→ Problem to solve:
Go through the entries below and write each one out exactly.

→ Supplied material:
# # # # # # #

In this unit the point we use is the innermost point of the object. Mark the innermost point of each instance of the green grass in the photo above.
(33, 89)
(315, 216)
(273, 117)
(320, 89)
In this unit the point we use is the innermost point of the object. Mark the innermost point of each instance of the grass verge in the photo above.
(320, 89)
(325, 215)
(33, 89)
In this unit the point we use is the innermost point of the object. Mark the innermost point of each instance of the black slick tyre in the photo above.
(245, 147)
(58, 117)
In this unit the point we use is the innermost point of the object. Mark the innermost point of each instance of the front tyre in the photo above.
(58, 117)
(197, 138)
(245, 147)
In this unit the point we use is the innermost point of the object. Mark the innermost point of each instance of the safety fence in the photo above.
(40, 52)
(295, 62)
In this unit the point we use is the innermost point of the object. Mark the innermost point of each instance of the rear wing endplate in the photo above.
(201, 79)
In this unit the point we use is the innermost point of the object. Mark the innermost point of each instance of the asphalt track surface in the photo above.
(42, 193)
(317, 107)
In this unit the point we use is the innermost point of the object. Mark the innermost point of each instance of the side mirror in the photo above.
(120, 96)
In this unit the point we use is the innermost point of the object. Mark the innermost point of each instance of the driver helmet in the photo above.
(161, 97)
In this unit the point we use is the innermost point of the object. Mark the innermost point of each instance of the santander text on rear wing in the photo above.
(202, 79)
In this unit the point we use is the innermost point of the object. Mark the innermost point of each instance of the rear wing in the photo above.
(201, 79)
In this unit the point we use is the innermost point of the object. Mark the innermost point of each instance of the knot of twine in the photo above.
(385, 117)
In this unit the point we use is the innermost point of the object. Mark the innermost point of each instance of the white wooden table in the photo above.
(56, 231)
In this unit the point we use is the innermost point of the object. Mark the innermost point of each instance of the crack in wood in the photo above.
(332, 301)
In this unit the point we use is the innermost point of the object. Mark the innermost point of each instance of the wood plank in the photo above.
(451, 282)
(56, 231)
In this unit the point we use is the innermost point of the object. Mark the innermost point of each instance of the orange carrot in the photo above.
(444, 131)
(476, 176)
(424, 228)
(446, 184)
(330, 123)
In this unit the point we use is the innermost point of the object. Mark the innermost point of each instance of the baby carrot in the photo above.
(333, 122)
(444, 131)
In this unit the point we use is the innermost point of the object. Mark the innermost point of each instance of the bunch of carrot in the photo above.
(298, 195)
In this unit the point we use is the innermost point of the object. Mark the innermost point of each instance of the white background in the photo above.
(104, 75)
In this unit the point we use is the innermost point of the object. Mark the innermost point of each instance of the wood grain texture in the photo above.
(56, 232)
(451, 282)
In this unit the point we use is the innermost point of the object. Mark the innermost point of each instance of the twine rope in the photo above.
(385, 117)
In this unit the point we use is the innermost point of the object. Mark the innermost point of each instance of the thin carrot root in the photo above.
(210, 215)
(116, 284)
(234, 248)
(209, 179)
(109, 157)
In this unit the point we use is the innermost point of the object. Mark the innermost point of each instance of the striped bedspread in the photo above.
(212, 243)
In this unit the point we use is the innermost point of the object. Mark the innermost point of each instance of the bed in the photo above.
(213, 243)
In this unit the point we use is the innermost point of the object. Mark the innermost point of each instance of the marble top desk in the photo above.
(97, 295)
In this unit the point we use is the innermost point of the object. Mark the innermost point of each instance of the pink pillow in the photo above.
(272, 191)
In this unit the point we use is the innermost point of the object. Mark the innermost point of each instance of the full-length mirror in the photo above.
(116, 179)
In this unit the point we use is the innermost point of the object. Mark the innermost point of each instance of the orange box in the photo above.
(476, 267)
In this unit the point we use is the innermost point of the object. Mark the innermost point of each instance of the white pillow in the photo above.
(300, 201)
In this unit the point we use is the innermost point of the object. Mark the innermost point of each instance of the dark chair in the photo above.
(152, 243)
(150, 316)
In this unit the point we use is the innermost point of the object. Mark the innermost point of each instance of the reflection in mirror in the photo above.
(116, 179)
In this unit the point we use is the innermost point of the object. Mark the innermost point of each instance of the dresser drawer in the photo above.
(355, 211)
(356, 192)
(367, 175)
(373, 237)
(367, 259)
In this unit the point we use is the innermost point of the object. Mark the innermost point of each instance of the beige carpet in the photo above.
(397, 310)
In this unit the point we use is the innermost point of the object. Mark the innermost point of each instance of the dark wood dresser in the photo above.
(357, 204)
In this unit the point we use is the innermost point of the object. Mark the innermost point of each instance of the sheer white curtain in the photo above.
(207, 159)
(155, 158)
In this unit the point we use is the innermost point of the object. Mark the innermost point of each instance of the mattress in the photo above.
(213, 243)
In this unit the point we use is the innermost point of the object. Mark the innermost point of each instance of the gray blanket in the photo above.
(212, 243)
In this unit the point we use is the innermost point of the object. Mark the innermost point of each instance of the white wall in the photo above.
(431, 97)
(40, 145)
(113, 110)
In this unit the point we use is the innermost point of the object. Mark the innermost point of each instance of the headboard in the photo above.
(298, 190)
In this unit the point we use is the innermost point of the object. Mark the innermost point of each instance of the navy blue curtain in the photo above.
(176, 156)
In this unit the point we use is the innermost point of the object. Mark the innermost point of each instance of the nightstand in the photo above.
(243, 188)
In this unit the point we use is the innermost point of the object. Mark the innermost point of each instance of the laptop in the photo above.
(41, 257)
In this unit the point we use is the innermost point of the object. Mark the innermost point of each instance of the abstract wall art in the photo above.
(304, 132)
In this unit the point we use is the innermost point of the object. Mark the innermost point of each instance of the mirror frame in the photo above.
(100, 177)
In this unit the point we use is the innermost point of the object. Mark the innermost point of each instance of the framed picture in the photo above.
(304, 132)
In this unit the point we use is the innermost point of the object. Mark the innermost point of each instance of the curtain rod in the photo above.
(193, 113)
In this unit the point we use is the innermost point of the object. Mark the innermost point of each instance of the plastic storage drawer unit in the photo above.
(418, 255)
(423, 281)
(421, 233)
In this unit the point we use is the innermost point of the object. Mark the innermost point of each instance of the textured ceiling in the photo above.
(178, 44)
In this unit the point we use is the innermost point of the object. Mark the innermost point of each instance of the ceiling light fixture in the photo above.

# # # # # # #

→ Task response:
In this unit the point we use is the innermost point of the object. Mark the innermost point of each instance of the green grass in the photo above.
(33, 89)
(315, 216)
(273, 117)
(320, 89)
In this unit the point we use is the innermost point of the object. Mark the innermost point of each instance of the grass verge in the photo above.
(320, 89)
(325, 215)
(33, 89)
In this unit the point we use is the innermost point of the object. Mark the innermost point of each instance of the black slick tyre in the photo above.
(245, 147)
(58, 117)
In this unit the point we use is the innermost point of the object. Mark the innermost point of each instance of the front tyre in the photo above.
(58, 117)
(197, 138)
(245, 147)
In this unit the point we use is the innermost point of the object. Mark the innermost point of each instance of the safety fence in the photo above.
(40, 52)
(295, 62)
In this unit the point we use is the innermost point of the object. Mark the innermost point of each instance of the rear wing endplate in the photo above.
(201, 79)
In this unit the point we use is the innermost point of the object. Mark the innermost point of each instance of the asphalt track surface in the photo above.
(42, 193)
(317, 107)
In this unit the point we use is the innermost point of the object. Mark the innermost point of each instance of the side mirror in the photo above.
(120, 96)
In this unit the point we use is the innermost point of the object. Mark the innermost point of each instance of the driver helmet in the photo above.
(161, 97)
In this unit the point we use is the innermost point of the object. Mark the innermost point of each instance of the santander text on rear wing in the photo above.
(202, 79)
In this unit the point we use is the innermost point of the object. Mark the innermost point of each instance of the rear wing in the photo above.
(201, 79)
In this unit the point we use is the innermost point of the object. Mark the innermost point of each instance of the knot of twine in the photo above.
(385, 117)
In this unit the point we use is the innermost point of the object. Mark the innermost point of each instance of the white wooden table in the photo above.
(56, 231)
In this unit the point we use is the innermost point of the object. Mark the innermost point of each instance of the crack in wood in the photo above.
(332, 301)
In this unit the point we use is the innermost point of the object. Mark the innermost point of each instance of the wood plank in the photo above.
(451, 282)
(56, 231)
In this unit the point we use is the innermost point of the object. Mark the innermost point of each instance of the orange carrot in the photo above.
(444, 131)
(476, 176)
(424, 228)
(446, 184)
(330, 123)
In this unit the point we use is the innermost point of the object. Mark the innermost point of each instance of the baby carrot in the photo above.
(333, 122)
(444, 131)
In this unit the point we use is the innermost point of the object. Mark the innermost point of each instance of the bunch of carrot in the photo above.
(298, 195)
In this unit the point we use is the innermost point of the object. Mark the innermost point of each instance of the white background in the photo above.
(104, 75)
In this unit the point we use is the innermost point of the object. Mark the innermost point of each instance of the wood grain texture in the photo above.
(56, 232)
(451, 282)
In this unit the point we use is the innermost point of the object. Mark the innermost point of each instance of the twine rope in the photo above.
(385, 117)
In this unit the point we use is the innermost point of the object. Mark the innermost point of each instance of the thin carrot root in the photo above.
(210, 215)
(116, 284)
(234, 248)
(209, 179)
(109, 157)
In this unit the point we use is the innermost point of the object. Mark the innermost point of each instance of the striped bedspread in the photo above.
(212, 243)
In this unit the point we use is the innermost point of the object. Mark the innermost point of each instance of the bed in the photo above.
(213, 243)
In this unit the point we use is the innermost point of the object. Mark the innermost point of each instance of the marble top desk in the photo above.
(97, 295)
In this unit the point we use is the innermost point of the object. Mark the innermost point of each instance of the pink pillow in the photo above.
(272, 191)
In this unit the point we use is the innermost point of the object. Mark the innermost point of each instance of the full-length mirror in the photo above.
(116, 179)
In this unit the point we use is the innermost point of the object. Mark the innermost point of each instance of the orange box in the photo above.
(476, 267)
In this unit the point we use is the innermost point of the object. Mark the innermost point of each instance of the white pillow in the photo above.
(300, 201)
In this unit the point we use is the innermost point of the object. Mark the innermost point of each instance of the dark chair in the photo above.
(152, 243)
(150, 316)
In this unit the point we use is the innermost point of the object. Mark the innermost point of each instance of the reflection in mirror in the photo above.
(116, 179)
In this unit the point we use is the innermost point of the object. Mark the innermost point of each instance of the dresser drawer in the photo above.
(355, 211)
(356, 192)
(367, 175)
(373, 237)
(367, 259)
In this unit the point we use is the innermost point of the object. Mark the innermost point of each instance of the beige carpet in the photo above.
(397, 310)
In this unit the point we use is the innermost point of the object. Mark the innermost point of each instance of the dark wood dresser in the photo above.
(357, 204)
In this unit the point we use is the innermost point of the object. Mark the innermost point of each instance of the sheer white curtain in the photo above.
(207, 159)
(155, 158)
In this unit the point we use is the innermost point of the object. Mark the innermost point of each instance of the mattress in the photo above.
(213, 243)
In this unit the point we use is the innermost point of the object. Mark the innermost point of each instance of the gray blanket in the photo above.
(212, 243)
In this unit the point we use is the innermost point of the object. Mark the innermost point of each instance of the white wall in the photo above.
(431, 97)
(40, 145)
(113, 110)
In this unit the point we use is the innermost point of the object. Mark the innermost point of each instance of the headboard in the photo above.
(298, 190)
In this unit the point we use is the innermost point of the object. Mark the innermost point of each instance of the navy blue curtain in the photo above.
(176, 156)
In this unit the point we use is the innermost point of the object. Mark the innermost point of each instance of the nightstand in the photo above.
(243, 188)
In this unit the point we use is the innermost point of the object. Mark the innermost point of each instance of the laptop in the photo above.
(41, 257)
In this unit the point we use is the innermost point of the object. Mark the innermost point of each instance of the abstract wall art in the photo above.
(304, 132)
In this unit the point we use is the innermost point of the object. Mark the innermost point of each instance of the mirror frame in the photo above.
(100, 177)
In this unit the point we use is the innermost point of the object. Mark the innermost point of each instance of the framed picture in the photo above.
(304, 132)
In this unit the point we use is the innermost point of the object. Mark the innermost point of each instance of the curtain rod in the photo above.
(193, 113)
In this unit the point we use is the innermost point of the object. Mark the innermost point of each instance of the plastic storage drawer unit in the photo above.
(418, 255)
(423, 281)
(421, 233)
In this unit the point we use is the innermost point of the object. Mark the innermost point of each instance of the textured ceiling in the photo above.
(178, 44)
In this unit the point we use is the innermost point of the object. Mark the innermost point of each instance of the ceiling light fixture in the photo above.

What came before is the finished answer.